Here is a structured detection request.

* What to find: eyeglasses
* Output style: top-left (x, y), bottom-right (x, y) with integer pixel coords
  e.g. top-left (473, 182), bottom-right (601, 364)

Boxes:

#####

## REQUIRED WORK:
Reproduce every line of the material above word for word, keeping its spacing and punctuation.

## SOLUTION TO THE EXERCISE:
Here is a structured detection request.

* What to find: eyeglasses
* Output style: top-left (x, y), bottom-right (x, y) with integer pixel coords
  e.g. top-left (473, 182), bottom-right (601, 364)

Boxes:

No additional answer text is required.